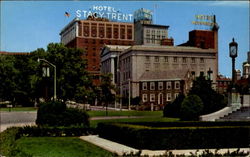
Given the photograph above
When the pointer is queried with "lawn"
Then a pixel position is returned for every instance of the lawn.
(59, 147)
(18, 109)
(94, 123)
(125, 113)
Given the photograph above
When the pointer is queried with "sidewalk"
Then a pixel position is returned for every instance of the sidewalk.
(122, 149)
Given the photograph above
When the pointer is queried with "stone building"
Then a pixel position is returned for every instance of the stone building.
(91, 34)
(138, 60)
(246, 67)
(161, 88)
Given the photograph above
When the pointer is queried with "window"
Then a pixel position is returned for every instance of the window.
(168, 96)
(144, 97)
(176, 95)
(184, 60)
(202, 60)
(166, 59)
(160, 86)
(168, 85)
(152, 86)
(156, 59)
(175, 59)
(193, 60)
(177, 85)
(152, 97)
(144, 86)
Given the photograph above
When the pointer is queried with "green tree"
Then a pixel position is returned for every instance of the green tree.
(173, 109)
(191, 108)
(7, 77)
(212, 100)
(73, 81)
(107, 93)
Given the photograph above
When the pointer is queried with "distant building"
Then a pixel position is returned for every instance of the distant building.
(110, 60)
(147, 33)
(14, 53)
(222, 84)
(138, 60)
(92, 34)
(160, 88)
(246, 67)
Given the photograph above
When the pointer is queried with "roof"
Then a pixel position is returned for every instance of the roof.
(113, 48)
(116, 47)
(14, 53)
(168, 49)
(155, 25)
(164, 75)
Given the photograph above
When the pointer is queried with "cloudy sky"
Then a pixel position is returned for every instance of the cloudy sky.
(28, 25)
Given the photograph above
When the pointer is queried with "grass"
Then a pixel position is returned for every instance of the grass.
(125, 113)
(59, 147)
(18, 109)
(94, 123)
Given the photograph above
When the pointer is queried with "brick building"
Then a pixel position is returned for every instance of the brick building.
(92, 34)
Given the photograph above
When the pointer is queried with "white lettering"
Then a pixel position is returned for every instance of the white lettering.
(85, 13)
(109, 9)
(78, 13)
(108, 15)
(89, 14)
(100, 8)
(130, 16)
(113, 15)
(119, 16)
(101, 15)
(125, 17)
(105, 8)
(95, 7)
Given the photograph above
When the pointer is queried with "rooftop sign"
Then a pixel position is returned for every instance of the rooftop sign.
(208, 20)
(99, 11)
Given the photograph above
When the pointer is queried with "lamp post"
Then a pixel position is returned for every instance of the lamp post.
(54, 74)
(233, 52)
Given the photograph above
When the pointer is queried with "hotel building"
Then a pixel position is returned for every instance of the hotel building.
(92, 34)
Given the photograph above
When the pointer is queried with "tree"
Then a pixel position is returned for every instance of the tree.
(173, 109)
(107, 94)
(191, 108)
(73, 81)
(7, 77)
(212, 100)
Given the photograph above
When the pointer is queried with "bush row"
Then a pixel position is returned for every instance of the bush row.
(56, 114)
(192, 123)
(144, 137)
(39, 131)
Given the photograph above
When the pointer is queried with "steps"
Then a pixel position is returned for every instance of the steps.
(241, 114)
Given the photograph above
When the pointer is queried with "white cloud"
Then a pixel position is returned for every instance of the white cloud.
(230, 3)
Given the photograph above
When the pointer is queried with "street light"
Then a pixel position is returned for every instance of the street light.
(54, 74)
(233, 52)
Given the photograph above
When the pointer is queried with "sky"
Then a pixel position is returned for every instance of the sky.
(28, 25)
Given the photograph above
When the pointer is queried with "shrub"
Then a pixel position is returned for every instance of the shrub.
(41, 131)
(173, 109)
(56, 114)
(155, 138)
(191, 108)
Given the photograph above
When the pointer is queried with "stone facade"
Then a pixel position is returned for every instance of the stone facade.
(92, 34)
(140, 59)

Written request: All the lines above are to be given again exactly as they read, with the pictures removed.

Correct output:
Given the photograph above
When the pointer is queried with "lawn"
Then a pixel position is returned for every instance of the lawn.
(59, 147)
(18, 109)
(94, 123)
(125, 113)
Given the photograph above
When the pointer is queried with "sidewalk"
Then a pixel position is returned for every instance of the sidewalk.
(122, 149)
Given the photograph above
When the pointer is queried with "stone building"
Then a pixel position is returned for every instance of the stone building.
(91, 34)
(138, 60)
(246, 67)
(161, 88)
Given the photograph above
When the pointer is queried with "window"
Then a pixel position is returned for every instance of the window.
(168, 96)
(144, 97)
(176, 95)
(184, 60)
(202, 60)
(166, 59)
(160, 86)
(168, 85)
(152, 86)
(156, 59)
(175, 59)
(193, 60)
(177, 85)
(152, 97)
(144, 86)
Given the photograph above
When the pointer is queried with "green tree"
Then a pixel position is returned for every instance of the green tree.
(173, 109)
(191, 108)
(7, 77)
(212, 100)
(73, 81)
(107, 93)
Given the photograph above
When the pointer is queried with "distant building"
Then a pixel position is returned for every instance of the distant building.
(110, 60)
(147, 33)
(14, 53)
(222, 84)
(138, 60)
(92, 34)
(160, 88)
(246, 67)
Given the photograph above
When the pointer is queried with "roof"
Then a pixel position is returned for every instance of the roof.
(113, 48)
(116, 47)
(14, 53)
(168, 49)
(155, 25)
(164, 75)
Given the photograph above
When the pointer is queried with "cloudy sky"
Then a pixel position is returned for every instance of the cloudy sky.
(28, 25)
Given the photograph above
When the pointer is queried with "grass"
Then a pixel position is returned for every instance of the grass.
(125, 113)
(59, 147)
(18, 109)
(94, 123)
Given the photograph above
When the pointer is queried with "brick building"
Then a pixel position is returned for every instance of the brick building.
(92, 34)
Given the photograph above
When the pointer is queried with "white lettering"
Then a pixel position is returned for every instance of the white lettering.
(85, 13)
(109, 9)
(78, 13)
(108, 15)
(89, 14)
(100, 8)
(130, 16)
(113, 15)
(119, 16)
(101, 15)
(125, 17)
(105, 8)
(95, 7)
Given the photograph above
When the pointer is queried with "rooftop sign"
Then a pixel position is returned for every instance of the rooftop sign.
(208, 20)
(99, 11)
Given the photograph above
When the pointer is queried with "lamp post"
Then a pixel position is returned for every instance of the lamp post.
(54, 74)
(233, 52)
Given the photograph above
When the pointer is queried with "hotel building"
Then a pixel position is returned for every instance of the hotel building.
(92, 34)
Given the photograph above
When the pointer is queried with "tree"
Then a pixel position is returned for every instance of the tree.
(173, 109)
(107, 94)
(191, 108)
(73, 81)
(7, 77)
(212, 100)
Given the photograph above
When the pointer is queried with "bush row"
Then a pixel position is returned for every instance of the bush row.
(56, 114)
(192, 123)
(144, 137)
(39, 131)
Given the photograph above
When the pointer is queried with "steps"
Then a pixel position is returned for every instance of the steps.
(241, 114)
Given the photograph above
When the pointer is queried with "white cloud"
Then a pixel position is returned for every instance of the white cloud.
(230, 3)
Given the photograph above
When the pointer is queried with "street light"
Then a pixel position is returned for every instance of the street light.
(54, 74)
(233, 52)
Given the photograph above
When the pointer is queried with "sky"
Then a pixel position is returned for every instance of the sky.
(28, 25)
Given the photograph above
When the pointer is queried with "shrub"
Then a pixel position is returned for every instance of the shrub.
(41, 131)
(173, 109)
(56, 114)
(155, 138)
(191, 108)
Given the photograph above
When the pointer is queried with "stone facade"
Then a pixel position is returned for every instance of the stone facade.
(92, 34)
(140, 59)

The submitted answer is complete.